TASK PROMPT: Reproduce the data below verbatim, starting at the line that contains "the white parking" and continuing down through the final line of the data, with both ends included and nothing else.

LISTING:
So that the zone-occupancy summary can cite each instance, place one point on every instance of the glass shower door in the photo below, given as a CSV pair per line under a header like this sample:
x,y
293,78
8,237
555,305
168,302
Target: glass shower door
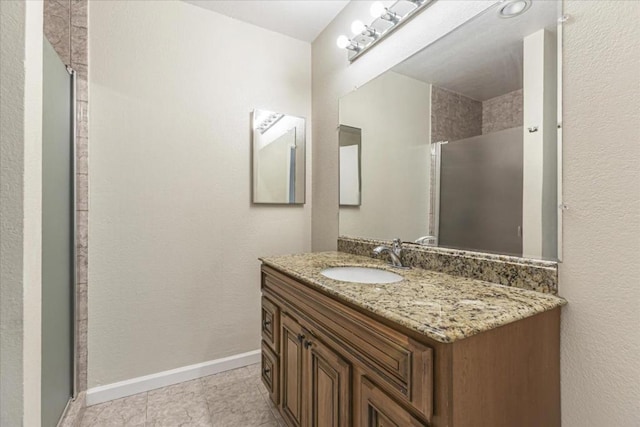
x,y
58,225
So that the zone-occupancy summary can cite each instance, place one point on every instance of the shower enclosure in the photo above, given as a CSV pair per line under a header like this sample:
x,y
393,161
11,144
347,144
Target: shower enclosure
x,y
58,237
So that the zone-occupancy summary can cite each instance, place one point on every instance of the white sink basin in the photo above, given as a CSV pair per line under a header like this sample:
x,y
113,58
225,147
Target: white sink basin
x,y
361,275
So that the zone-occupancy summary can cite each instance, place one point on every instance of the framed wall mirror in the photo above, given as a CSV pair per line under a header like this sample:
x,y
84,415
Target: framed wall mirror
x,y
461,143
278,157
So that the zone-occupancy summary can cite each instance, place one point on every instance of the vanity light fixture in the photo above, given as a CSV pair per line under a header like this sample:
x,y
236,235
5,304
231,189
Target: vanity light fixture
x,y
378,10
359,28
386,20
513,8
344,42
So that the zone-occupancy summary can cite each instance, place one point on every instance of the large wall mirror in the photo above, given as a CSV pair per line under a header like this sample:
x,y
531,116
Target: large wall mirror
x,y
278,158
460,143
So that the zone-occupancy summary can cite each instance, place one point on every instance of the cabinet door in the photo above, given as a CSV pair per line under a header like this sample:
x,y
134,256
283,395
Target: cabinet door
x,y
327,381
291,354
379,410
269,374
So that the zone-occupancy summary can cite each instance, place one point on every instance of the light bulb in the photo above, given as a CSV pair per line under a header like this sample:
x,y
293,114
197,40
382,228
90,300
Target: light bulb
x,y
343,42
357,27
377,9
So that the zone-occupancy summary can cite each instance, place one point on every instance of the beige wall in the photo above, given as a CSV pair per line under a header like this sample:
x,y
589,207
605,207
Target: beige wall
x,y
20,211
393,112
600,275
173,238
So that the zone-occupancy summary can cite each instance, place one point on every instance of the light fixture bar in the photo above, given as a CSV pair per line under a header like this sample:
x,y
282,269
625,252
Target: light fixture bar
x,y
386,14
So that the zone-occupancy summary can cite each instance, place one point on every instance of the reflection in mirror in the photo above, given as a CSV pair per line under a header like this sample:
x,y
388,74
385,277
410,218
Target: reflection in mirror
x,y
278,158
460,142
349,139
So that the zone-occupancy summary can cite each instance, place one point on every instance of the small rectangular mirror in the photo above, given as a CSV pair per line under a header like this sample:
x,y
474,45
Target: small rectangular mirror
x,y
278,158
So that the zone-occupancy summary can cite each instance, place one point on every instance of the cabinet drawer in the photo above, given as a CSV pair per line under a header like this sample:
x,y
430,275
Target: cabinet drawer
x,y
377,409
270,373
271,325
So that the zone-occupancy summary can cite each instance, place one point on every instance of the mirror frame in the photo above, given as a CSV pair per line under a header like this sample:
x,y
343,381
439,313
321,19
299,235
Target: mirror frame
x,y
301,141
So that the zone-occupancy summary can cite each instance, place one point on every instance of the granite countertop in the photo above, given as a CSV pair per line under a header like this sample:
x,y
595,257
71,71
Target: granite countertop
x,y
440,306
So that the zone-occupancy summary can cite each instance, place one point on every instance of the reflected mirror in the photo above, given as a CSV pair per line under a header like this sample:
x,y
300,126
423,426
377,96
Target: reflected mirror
x,y
278,158
460,143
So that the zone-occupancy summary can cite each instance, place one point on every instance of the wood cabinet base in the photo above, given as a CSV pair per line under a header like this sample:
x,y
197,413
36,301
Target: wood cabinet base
x,y
328,363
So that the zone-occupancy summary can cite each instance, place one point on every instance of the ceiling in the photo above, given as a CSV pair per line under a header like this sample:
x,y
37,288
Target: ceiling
x,y
300,19
483,58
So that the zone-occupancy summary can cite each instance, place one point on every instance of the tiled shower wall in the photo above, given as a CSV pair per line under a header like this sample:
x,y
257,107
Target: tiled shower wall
x,y
454,116
65,26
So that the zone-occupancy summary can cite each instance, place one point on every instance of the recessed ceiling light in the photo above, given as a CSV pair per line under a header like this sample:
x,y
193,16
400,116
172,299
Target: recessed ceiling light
x,y
513,8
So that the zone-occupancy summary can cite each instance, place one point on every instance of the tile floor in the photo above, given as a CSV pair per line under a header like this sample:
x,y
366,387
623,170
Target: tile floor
x,y
234,398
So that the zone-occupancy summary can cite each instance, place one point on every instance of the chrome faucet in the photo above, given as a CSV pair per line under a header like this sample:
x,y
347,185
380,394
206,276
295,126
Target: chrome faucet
x,y
394,252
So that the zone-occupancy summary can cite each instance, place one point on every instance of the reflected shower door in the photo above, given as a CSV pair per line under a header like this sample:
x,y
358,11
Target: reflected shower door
x,y
481,193
57,237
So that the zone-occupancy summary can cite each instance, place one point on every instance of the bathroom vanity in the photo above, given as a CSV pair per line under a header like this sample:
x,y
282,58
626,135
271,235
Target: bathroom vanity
x,y
431,350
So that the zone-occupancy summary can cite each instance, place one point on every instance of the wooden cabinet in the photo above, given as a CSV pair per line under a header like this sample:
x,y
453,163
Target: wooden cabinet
x,y
327,383
316,381
377,409
292,355
329,363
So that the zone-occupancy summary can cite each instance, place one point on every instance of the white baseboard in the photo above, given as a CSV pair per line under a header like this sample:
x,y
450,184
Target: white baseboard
x,y
174,376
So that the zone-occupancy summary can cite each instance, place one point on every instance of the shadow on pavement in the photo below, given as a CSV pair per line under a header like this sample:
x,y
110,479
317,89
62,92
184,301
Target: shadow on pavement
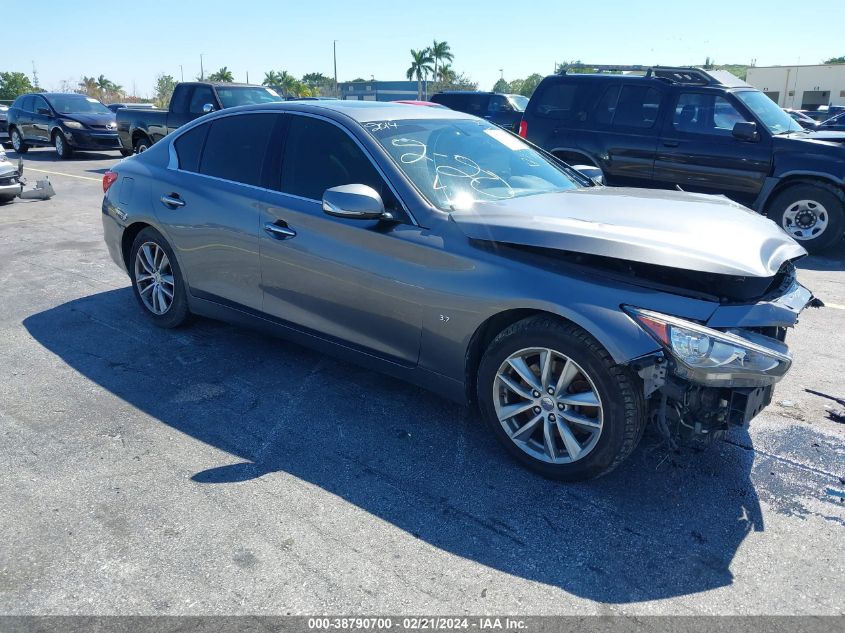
x,y
659,526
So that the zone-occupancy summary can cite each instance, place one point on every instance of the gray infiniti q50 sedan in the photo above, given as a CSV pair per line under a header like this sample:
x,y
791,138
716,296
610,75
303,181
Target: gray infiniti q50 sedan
x,y
439,248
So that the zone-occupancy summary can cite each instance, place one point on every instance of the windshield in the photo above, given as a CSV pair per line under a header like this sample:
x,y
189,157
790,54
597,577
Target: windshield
x,y
519,102
770,113
248,95
77,104
456,163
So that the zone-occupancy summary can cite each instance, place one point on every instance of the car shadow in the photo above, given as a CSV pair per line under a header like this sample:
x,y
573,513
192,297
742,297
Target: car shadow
x,y
661,525
48,155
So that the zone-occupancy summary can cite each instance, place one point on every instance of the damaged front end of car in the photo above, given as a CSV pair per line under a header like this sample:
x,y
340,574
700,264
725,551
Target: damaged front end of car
x,y
714,375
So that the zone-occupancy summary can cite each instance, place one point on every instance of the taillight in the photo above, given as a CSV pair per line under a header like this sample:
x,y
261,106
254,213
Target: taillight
x,y
109,178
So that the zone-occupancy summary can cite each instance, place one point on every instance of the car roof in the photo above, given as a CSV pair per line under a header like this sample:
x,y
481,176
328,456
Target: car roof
x,y
360,111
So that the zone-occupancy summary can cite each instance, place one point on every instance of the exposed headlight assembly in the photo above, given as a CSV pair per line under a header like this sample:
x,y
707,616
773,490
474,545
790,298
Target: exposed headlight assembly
x,y
710,357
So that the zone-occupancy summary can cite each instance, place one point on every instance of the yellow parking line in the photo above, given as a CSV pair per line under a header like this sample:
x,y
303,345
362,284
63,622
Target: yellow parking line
x,y
59,173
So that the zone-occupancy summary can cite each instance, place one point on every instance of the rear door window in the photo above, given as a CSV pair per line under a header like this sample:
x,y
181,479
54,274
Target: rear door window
x,y
235,147
562,100
189,147
703,113
319,155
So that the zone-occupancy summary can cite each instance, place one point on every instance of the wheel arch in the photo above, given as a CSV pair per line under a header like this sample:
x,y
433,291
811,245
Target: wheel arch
x,y
798,178
495,324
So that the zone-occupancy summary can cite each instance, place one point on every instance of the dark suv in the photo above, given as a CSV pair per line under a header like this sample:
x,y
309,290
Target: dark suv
x,y
68,122
502,109
702,131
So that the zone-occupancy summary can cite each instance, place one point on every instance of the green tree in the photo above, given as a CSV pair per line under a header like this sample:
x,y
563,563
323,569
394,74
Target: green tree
x,y
90,87
165,84
527,86
420,67
224,74
13,85
440,52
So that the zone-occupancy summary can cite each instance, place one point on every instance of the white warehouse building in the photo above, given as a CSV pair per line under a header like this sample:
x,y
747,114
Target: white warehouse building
x,y
801,87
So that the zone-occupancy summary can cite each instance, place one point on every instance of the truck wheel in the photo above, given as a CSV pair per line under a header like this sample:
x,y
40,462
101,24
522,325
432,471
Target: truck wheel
x,y
63,148
556,400
142,145
17,142
812,214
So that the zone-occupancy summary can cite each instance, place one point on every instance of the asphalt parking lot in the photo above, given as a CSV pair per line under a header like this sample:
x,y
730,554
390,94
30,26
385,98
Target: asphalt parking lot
x,y
213,470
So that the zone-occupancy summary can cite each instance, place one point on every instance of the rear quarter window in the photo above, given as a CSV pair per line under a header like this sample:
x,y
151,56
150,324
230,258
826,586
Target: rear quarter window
x,y
189,148
562,100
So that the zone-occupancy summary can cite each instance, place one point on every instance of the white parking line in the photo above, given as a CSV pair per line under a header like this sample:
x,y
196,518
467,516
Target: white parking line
x,y
59,173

FINISHED EXERCISE:
So that the zone-occupancy summary can cite each instance, place one point on every instance of the white parking line in the photo above, given as a CSV pair per line under a header like this sample:
x,y
196,518
467,516
Target: white parking line
x,y
59,173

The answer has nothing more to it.